Rewrite the article about Lionel Messi between "Foul magnet" and "him a trial.", inclusive, putting "tryout" in place of "trial".

Reading passage:

--------------------------------

Every so often football unearths a talent of immense proportions and, in the prodigious Argentinian Lionel Messi, FC Barcelona have one of them.
Messi may only be 18, but he is already performing at the same rarefied level as Barca teammate, Ronaldinho.
The Argentinian knows how lucky he has been to play alongside this particular superstar. Other big names might have pulled rank on the wonderkid.
"Ronnie has been massively important for me," Messi told Champions magazine. "I was so young (16) when I started to come into Barcelona's dressing room, but he made a point of being first to step up to me and look after me. There was no jealousy at all - quite the opposite. Ronaldinho led the way."
'For the joy'
He added: "There's a 'Brazilian' table at Barça meal times and they often make me sit with them, but they always tell me I'm the only Argentinian they'll ever allow to join them! I try to copy little things Ronaldinho does and, more fundamentally, I just try to play for the joy of it. "All my life I've worked on this ability to dribble past or get away from players who are marking me or who are trying to tackle me," he added. "Really, I've been like this from the first moment I picked up a football."
Foul magnet
It is a style, as Ronaldinho has pointed out, that leaves Messi perpetually chopped to the ground but he has become used to such treatment. "I've always had this ability to get up and get on with it," he said. "Long ago, I made up my mind that the fact people try to kick you and foul you comes with the territory if you play the way I do."
Messi left Santa Fe six years ago in search of fame, fortune and height. When he attracted big clubs in Argentina, it was discovered he lacked a growth hormone and that was the reason why, aged 13, he was still barely 1.43m tall. The €1,000 a month treatment he needed ruined the family budget. But after an intense period of pulling favours from family and friends, Barcelona were alerted to his talent, and physiological handicap, and offered him a trial.
Tearful farewell
Messi will never forget the drama of February 2000. "Everyone came out to say goodbye. My parents and my two brothers and sister were all getting ready to go in a taxi to the airport and every one of us was crying our eyes out. Everyone had told me Barcelona would look after us, but I was worried in case it was a lie. When we got to Camp Nou it was so impressive we had to pinch ourselves to believe it."
Messi now feels he is indebted to the club, who took on his medical treatment and the injections Messi had to have every day for three years. "I couldn't let myself feel the pain," he said. "Even if I had, I could not have let it show in front of my new club. I owe Barcelona everything."

--------------------------------

Data extract:
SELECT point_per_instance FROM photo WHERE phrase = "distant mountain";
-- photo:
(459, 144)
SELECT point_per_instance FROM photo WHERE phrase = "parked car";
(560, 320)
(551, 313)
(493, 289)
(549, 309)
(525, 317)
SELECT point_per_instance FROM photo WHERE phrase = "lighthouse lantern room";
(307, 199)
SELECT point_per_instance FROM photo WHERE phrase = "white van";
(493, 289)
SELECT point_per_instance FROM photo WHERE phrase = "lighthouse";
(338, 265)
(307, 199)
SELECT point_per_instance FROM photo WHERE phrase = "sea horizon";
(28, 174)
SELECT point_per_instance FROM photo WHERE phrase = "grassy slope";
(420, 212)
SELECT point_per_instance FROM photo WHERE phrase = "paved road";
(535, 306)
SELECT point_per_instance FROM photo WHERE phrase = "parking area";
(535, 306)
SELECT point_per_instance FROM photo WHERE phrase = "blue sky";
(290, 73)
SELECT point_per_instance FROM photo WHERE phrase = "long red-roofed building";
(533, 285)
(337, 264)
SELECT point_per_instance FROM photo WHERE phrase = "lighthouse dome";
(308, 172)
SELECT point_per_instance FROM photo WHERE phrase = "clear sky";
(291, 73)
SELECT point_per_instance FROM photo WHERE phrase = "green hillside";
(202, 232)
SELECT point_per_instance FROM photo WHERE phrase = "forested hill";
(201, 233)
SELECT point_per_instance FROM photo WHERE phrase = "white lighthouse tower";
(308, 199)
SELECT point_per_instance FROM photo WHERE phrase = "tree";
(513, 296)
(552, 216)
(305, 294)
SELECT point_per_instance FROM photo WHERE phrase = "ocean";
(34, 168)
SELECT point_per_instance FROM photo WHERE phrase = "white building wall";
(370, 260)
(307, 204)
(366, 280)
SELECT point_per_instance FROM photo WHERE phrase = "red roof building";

--------------------------------

Final answer:
Foul magnet
It is a style, as Ronaldinho has pointed out, that leaves Messi perpetually chopped to the ground but he has become used to such treatment. "I've always had this ability to get up and get on with it," he said. "Long ago, I made up my mind that the fact people try to kick you and foul you comes with the territory if you play the way I do."
Messi left Santa Fe six years ago in search of fame, fortune and height. When he attracted big clubs in Argentina, it was discovered he lacked a growth hormone and that was the reason why, aged 13, he was still barely 1.43m tall. The €1,000 a month treatment he needed ruined the family budget. But after an intense period of pulling favours from family and friends, Barcelona were alerted to his talent, and physiological handicap, and offered him a tryout.